» **TEXT**:
Taliban attacks in Helmand boost Afghans’ fears about a hasty US pullout
A deadly Taliban offensive in Afghanistan’s Helmand province has drawn a crescendo of accusations that the militant group is openly flouting a deal under which all American troops could leave the country by next spring, and jeopardizing month-old peace talks with the government.
The Taliban spent six months planning the attacks targeting Helmand’s capital and other districts, in which hundreds of militants, troops and civilians have been killed or injured, and thousands have been forced from their homes, provincial governor Mohammad Yasin Khan said in a statement Wednesday.
Peace talks between the Afghan government and the militants, which were called for in an agreement the Taliban signed with the U.S. in February, were delayed for an equal amount of time, during which violence has erupted in the country.
Afghan troops were deployed to quell the attacks in Helmand, which began Sunday, and the U.S. launched days of airstrikes against the militant group, something it has done sparingly since signing the agreement, which calls for the militants not to attack U.S. and other coalition forces but does not explicitly bar them from attacking Afghan troops and cities. U.S. officials have said, however, that they have a verbal commitment from the Taliban to do neither.
The airstrikes on the militants’ positions over the weekend were in defense of Afghan troops and consistent with the February deal, USFOR-A spokesman Col. Sonny Leggett said Monday on Twitter.
“USFOR-A has & will continue to provide support in defense of the ANDSF under attack by the Taliban,” he tweeted, using the acronym for Afghan security forces.
Khan said more strikes have targeted the Taliban since Monday, but USFOR-A has not confirmed that the coalition was involved in those. The Afghan air force has also been flying sorties against the Taliban, Khan said.
The offensive in Helmand began days after President Donald Trump said in a tweet on Oct. 7 that all U.S. troops “should” be home from Afghanistan by Christmas.
That tweet, which is said to have blindsided American military leaders, delighted the Taliban, the group said in a statement. But it raised fears in many Afghans that, “if Trump follows through, abruptly dropping the U.S.-Taliban agreement for a conditions-based and gradual pullout of the about 4,500 remaining U.S. troops by May, the country might plunge again into full-scale war and political mayhem,” the Washington Post wrote.
The chairman of the Joint Chiefs of Staff, Gen. Mark Milley, insisted in an interview with NPR that further troop reductions would be “conditions-based.”

» **SUPPLIED DATA**:
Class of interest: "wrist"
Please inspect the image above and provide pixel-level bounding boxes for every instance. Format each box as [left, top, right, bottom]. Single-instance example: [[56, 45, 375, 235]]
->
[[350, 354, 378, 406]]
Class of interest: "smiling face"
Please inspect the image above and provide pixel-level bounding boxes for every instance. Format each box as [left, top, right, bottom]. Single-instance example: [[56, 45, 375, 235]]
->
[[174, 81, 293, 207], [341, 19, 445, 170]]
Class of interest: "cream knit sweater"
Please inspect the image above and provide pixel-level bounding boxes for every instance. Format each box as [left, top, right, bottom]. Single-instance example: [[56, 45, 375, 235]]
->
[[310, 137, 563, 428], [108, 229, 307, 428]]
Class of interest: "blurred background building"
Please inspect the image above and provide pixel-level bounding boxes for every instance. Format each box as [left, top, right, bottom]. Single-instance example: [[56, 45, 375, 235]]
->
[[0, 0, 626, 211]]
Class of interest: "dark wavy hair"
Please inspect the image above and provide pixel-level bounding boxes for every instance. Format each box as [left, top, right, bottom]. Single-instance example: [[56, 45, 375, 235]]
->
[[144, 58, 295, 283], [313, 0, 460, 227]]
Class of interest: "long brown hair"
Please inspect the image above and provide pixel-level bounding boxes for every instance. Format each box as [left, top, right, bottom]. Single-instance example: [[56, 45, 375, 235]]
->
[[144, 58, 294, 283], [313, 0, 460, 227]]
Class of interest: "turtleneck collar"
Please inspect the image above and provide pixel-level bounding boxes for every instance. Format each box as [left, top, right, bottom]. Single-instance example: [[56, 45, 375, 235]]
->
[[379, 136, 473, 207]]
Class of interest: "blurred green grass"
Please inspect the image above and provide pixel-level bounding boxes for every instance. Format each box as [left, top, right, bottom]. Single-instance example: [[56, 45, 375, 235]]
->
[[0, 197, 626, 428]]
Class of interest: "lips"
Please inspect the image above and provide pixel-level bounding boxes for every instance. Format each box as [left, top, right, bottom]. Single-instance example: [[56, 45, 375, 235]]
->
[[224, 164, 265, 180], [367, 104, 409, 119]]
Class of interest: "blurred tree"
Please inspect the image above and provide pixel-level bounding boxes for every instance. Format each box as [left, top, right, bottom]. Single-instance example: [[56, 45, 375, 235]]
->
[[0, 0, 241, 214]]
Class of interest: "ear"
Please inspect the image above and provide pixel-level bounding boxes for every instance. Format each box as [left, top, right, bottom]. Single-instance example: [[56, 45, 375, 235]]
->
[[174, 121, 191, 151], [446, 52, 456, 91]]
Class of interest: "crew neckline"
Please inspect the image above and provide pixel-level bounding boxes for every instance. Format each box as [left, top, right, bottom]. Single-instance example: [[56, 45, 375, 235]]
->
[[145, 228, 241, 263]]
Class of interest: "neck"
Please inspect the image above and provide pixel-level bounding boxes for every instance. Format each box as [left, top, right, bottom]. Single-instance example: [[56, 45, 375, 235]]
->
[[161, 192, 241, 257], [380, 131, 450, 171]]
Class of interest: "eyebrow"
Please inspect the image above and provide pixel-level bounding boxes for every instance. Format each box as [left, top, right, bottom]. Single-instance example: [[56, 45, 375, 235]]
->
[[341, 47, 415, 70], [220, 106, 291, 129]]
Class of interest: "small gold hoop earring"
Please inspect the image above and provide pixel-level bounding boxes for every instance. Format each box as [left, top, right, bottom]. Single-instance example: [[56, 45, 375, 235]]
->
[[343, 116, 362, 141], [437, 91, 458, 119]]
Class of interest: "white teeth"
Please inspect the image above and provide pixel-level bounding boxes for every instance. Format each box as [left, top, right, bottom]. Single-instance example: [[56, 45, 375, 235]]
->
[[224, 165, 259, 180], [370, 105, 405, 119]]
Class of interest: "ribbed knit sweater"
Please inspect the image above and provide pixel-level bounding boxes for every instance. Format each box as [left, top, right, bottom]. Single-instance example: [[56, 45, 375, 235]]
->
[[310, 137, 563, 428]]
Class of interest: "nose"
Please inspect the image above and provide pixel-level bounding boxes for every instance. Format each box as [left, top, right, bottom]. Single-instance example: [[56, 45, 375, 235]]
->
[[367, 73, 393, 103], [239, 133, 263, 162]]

» **TRY IT**:
Could you extend the Helmand article above, picking up right after its last sentence?

» **ANSWER SPACE**:
“The key here is that we’re trying to end a war responsibly, deliberately,” he said in the interview Sunday.
While one of the conditions of the February deal has been met — the belated start of intra-Afghan talks — Milley hedged when asked about others, both in the peace deal and in verbal agreements with the Americans, that would influence the withdrawal of American troops.
“In terms of violence, for example, if you start measuring the violence from, call it four or five months ago, has there been a significant reduction in violence? Answer: not significant,” he said. “If you measure it from two to three years ago or five years ago, there has been a significant reduction in violence.”
Although Helmand’s governor said “the enemy has failed” in its plan to breach Lashkar Gah and clean-up operations were beginning Wednesday, local residents and officials said the clashes were continuing.
“We are hearing heavy gunshots in the northwest of the city,” Mohammad Aslam told Stars and Stripes by telephone. “In some areas, the Taliban appear to be moving close to the city.”
The United Nations said the clashes were intensifying. Hundreds of Afghan troops and civilians have been killed or wounded, thousands have been forced to flee their homes, and critical services, including health care, electricity and telecommunications, have been cut off, it said.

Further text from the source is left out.